● Data excerpts

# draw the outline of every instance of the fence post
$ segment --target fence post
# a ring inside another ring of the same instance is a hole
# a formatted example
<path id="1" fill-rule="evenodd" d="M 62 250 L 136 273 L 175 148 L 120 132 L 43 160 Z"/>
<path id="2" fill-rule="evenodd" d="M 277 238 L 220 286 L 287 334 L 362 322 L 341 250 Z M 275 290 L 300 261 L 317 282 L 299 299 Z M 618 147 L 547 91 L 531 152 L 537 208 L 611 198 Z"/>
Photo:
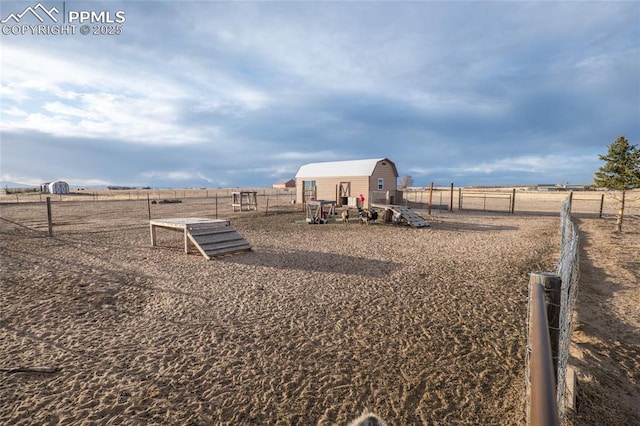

● Work order
Set down the material above exactly as written, but not the pictures.

● Answer
# draw the outline of every instance of the fence post
$ segment --target fence post
# a ring inside another ring of the same instance is a hole
# a formatted example
<path id="1" fill-rule="evenodd" d="M 62 250 L 136 273 L 175 148 L 120 132 L 43 160 Z"/>
<path id="2" fill-rule="evenodd" d="M 277 238 L 220 286 L 287 334 L 362 322 L 341 250 Z M 275 290 L 300 261 L 317 282 L 299 299 Z M 618 147 L 547 91 L 531 152 L 537 208 L 611 198 Z"/>
Photo:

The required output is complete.